PROBLEMAS A RESOLVER -
1) No texto sobre o recurso dos arguidos, enumere todos os adjetivos que qualificam o estado de dúvida que, segundo o tribunal, não se antolha da fundamentação da decisão de facto.
2) Transcreva do texto sobre o recurso dos arguidos o trecho que começa em "Preceitua o art." e termina em "jurídicos penalmente protegidos.".

EXTRATO DA FONTE -

++++++++++

Ora, mais uma vez, os arguidos insurgem-se tão só sobre o modo como o tribunal a quo apreciou e valorou a prova produzida em audiência de discussão e julgamento.
*
5.3. Destituída de fundamento se apresenta também a residual alusão ao princípio processual in dubio pro reo, já que, de todo, não se antolha da fundamentação da decisão de facto - supra transcrita - qualquer estado de dúvida razoável, positiva, racional sobre o comportamento dos recorrentes, impeditiva da convicção dos julgadores nos termos em que se revelou.
*
5.4. Resulta dos fundamentos do recurso, espelhados na motivação e nas conclusões, que a pretensão dos recorrentes, de serem absolvidos dos dois crimes de furto qualificado, que lhe está imputado e pelos quais foram condenados em 1.ª instância, assenta apenas na sugerida, e não aceite, alteração da matéria de facto provada.
Pelo que, mantendo-se os pressupostos de facto que determinaram a condenação dos arguidos, e verificando-se que o acervo factológico dado como provado integra, sem margem para qualquer dúvida, por duas vezes, o referenciado tipo de crime, é chegado o momento de apreciar a questão relacionada com a medida concreta das penas parcelares e única impostas aos recorrentes.
Preceitua o art. 40.º, do Código Penal: «a aplicação de penas e de medidas de segurança visa a protecção de bens jurídicos e a reintegração do agente na sociedade” (n.º 1), sendo que “em caso algum a pena pode ultrapassar a medida da culpa» (n.º 2).
O art. 71.º do mesmo diploma, estipula, por outro lado: «a determinação da medida da pena, dentro dos limites definidos na lei, é feita em função da culpa do agente e das exigências de prevenção» (n.º1), atendendo-se a todas as circunstâncias que, não fazendo parte do tipo de crime, deponham a favor ou contra ele (n.º 2, do mesmo dispositivo).
Dito de uma outra forma, a função primordial de uma pena, sem embargo dos aspectos decorrentes de uma prevenção especial positiva, consiste na prevenção dos comportamentos danosos incidentes sobre bens jurídicos penalmente protegidos.

++++++++++

INFORMAÇÃO FORNECIDA -
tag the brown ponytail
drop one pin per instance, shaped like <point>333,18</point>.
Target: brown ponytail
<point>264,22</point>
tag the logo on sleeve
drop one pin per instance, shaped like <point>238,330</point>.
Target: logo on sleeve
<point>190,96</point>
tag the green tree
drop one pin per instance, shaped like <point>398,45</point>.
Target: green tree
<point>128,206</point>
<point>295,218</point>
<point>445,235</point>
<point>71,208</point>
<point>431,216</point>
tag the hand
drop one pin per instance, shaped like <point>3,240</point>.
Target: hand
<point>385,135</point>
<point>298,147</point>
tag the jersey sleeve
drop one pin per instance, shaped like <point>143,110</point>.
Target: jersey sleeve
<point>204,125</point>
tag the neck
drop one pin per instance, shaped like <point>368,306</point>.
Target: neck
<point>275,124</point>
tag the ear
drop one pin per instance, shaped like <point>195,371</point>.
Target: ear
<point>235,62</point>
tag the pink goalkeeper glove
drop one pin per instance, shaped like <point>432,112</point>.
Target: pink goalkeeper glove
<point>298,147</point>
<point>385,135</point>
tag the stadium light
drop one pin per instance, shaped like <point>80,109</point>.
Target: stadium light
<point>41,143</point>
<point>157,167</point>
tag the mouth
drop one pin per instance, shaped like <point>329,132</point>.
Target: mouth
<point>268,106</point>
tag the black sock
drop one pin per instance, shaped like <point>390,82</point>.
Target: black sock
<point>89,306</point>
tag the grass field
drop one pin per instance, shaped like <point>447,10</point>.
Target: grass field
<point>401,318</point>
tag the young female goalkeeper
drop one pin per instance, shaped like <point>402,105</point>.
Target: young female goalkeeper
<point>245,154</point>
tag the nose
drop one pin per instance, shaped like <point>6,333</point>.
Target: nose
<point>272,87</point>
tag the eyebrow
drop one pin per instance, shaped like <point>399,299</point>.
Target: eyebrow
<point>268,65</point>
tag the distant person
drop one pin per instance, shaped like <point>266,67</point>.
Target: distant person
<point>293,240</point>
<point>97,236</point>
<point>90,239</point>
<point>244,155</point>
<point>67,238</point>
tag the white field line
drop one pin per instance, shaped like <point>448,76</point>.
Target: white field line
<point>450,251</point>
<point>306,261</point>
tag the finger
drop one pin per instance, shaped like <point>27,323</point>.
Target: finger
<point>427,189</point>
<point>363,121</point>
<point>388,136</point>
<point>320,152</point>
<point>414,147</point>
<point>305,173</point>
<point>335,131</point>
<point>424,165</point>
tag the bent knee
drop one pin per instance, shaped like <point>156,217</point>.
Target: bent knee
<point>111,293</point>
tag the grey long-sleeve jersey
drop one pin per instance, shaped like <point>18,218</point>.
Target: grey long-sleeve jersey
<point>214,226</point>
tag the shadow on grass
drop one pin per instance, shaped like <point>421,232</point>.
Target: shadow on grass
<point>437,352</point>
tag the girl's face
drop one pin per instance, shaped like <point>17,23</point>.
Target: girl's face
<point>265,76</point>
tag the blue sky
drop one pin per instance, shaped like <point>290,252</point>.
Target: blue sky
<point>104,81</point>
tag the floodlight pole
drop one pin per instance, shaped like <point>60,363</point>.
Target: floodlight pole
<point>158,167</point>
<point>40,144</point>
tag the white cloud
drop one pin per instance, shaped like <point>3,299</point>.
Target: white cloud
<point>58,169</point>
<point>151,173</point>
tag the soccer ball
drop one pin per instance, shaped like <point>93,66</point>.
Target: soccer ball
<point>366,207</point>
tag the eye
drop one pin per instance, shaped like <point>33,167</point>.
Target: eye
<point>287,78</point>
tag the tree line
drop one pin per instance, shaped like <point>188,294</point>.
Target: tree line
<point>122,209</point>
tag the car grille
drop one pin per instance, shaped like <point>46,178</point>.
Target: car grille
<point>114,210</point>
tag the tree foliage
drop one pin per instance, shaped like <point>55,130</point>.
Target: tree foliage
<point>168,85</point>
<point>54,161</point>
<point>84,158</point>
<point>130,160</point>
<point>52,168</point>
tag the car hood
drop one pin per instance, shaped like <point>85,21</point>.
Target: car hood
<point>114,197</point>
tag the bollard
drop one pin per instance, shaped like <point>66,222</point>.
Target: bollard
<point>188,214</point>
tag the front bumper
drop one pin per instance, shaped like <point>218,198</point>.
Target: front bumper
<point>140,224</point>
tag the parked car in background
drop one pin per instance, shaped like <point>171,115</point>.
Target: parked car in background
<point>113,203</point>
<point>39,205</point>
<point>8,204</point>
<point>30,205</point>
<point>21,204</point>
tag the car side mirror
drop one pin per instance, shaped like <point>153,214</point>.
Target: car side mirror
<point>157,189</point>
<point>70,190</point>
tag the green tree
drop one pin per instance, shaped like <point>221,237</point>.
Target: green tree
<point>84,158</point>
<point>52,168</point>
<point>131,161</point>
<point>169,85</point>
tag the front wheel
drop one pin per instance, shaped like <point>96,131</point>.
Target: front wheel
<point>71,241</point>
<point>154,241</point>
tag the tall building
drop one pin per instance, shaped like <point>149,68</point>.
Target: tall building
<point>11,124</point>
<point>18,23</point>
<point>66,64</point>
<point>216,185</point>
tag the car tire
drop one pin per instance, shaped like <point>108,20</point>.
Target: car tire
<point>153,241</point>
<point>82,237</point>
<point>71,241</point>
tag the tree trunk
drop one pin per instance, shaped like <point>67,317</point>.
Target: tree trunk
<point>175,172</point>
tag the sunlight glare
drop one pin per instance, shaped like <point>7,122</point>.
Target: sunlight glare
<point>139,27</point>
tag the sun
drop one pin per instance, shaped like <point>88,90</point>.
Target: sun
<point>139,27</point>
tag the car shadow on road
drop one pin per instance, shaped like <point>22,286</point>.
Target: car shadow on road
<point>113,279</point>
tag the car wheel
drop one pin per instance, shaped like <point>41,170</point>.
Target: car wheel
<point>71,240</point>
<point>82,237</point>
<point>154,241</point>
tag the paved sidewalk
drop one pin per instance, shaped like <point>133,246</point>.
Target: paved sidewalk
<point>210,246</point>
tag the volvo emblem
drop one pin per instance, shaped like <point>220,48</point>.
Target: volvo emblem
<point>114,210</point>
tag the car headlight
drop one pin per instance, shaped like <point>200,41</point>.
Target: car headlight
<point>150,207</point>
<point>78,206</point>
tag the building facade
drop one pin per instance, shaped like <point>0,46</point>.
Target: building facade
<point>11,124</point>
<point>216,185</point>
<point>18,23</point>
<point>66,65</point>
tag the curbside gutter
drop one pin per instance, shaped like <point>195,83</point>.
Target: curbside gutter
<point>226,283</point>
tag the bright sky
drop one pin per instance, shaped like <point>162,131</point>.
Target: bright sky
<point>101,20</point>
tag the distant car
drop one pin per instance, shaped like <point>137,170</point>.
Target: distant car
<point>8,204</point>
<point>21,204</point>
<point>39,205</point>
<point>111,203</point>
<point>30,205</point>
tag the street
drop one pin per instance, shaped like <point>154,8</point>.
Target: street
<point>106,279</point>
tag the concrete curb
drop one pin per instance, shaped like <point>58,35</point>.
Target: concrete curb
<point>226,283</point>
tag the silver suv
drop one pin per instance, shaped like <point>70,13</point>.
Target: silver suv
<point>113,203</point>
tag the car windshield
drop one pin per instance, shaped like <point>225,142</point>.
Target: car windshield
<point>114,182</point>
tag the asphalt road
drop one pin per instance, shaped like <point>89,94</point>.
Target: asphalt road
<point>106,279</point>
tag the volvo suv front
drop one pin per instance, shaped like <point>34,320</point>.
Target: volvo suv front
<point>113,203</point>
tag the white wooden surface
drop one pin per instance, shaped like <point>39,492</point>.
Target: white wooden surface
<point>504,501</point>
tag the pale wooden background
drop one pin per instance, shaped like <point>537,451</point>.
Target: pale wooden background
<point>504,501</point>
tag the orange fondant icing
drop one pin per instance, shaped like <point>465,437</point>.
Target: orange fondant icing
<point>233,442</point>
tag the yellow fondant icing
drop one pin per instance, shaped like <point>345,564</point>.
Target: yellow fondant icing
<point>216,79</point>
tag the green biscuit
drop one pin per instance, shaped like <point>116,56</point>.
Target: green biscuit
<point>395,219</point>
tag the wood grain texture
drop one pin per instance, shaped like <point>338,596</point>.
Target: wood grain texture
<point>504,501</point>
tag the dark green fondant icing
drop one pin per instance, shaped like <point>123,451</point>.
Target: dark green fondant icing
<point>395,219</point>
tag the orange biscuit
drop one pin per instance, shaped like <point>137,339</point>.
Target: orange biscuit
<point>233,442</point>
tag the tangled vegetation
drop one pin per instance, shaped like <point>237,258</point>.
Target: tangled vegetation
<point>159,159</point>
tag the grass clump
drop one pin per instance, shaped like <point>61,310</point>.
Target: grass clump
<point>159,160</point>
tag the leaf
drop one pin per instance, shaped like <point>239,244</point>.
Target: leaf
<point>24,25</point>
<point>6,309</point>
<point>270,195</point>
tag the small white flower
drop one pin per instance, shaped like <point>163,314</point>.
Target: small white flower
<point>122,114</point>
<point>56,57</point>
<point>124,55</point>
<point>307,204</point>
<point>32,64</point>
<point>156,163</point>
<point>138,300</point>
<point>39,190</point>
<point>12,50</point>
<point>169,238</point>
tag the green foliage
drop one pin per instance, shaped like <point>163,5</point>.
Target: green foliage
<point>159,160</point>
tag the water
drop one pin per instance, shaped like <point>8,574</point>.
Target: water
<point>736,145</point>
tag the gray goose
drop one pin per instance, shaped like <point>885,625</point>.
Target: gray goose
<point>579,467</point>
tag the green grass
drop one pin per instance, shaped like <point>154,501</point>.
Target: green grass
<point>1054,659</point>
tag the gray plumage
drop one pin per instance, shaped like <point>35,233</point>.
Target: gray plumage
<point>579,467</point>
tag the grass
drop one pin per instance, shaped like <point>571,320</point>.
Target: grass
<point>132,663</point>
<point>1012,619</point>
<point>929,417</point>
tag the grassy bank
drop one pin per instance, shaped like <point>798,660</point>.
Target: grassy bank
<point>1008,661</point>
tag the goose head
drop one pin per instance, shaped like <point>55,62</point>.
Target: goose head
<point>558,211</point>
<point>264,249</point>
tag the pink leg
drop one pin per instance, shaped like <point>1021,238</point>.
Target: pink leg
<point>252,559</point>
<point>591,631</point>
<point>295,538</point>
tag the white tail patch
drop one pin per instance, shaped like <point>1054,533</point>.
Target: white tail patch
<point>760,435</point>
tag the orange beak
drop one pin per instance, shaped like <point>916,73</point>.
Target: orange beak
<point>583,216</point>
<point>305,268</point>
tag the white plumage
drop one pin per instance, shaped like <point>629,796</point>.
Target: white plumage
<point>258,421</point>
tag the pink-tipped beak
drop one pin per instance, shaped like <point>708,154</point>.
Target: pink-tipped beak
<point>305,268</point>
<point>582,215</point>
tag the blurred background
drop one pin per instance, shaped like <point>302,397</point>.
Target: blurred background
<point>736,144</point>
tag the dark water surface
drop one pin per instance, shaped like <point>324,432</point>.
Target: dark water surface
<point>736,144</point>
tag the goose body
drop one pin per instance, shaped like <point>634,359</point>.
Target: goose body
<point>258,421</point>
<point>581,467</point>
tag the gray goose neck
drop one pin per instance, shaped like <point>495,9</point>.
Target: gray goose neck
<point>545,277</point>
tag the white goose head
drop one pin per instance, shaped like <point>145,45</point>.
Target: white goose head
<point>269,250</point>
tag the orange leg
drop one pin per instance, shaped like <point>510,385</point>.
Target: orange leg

++++++++++

SOLUÇÕES POR TAREFA -
1) razoável, positiva, racional

2)
Preceitua o art. 40.º, do Código Penal: «a aplicação de penas e de medidas de segurança visa a protecção de bens jurídicos e a reintegração do agente na sociedade” (n.º 1), sendo que “em caso algum a pena pode ultrapassar a medida da culpa» (n.º 2).
O art. 71.º do mesmo diploma, estipula, por outro lado: «a determinação da medida da pena, dentro dos limites definidos na lei, é feita em função da culpa do agente e das exigências de prevenção» (n.º1), atendendo-se a todas as circunstâncias que, não fazendo parte do tipo de crime, deponham a favor ou contra ele (n.º 2, do mesmo dispositivo).
Dito de uma outra forma, a função primordial de uma pena, sem embargo dos aspectos decorrentes de uma prevenção especial positiva, consiste na prevenção dos comportamentos danosos incidentes sobre bens jurídicos penalmente protegidos.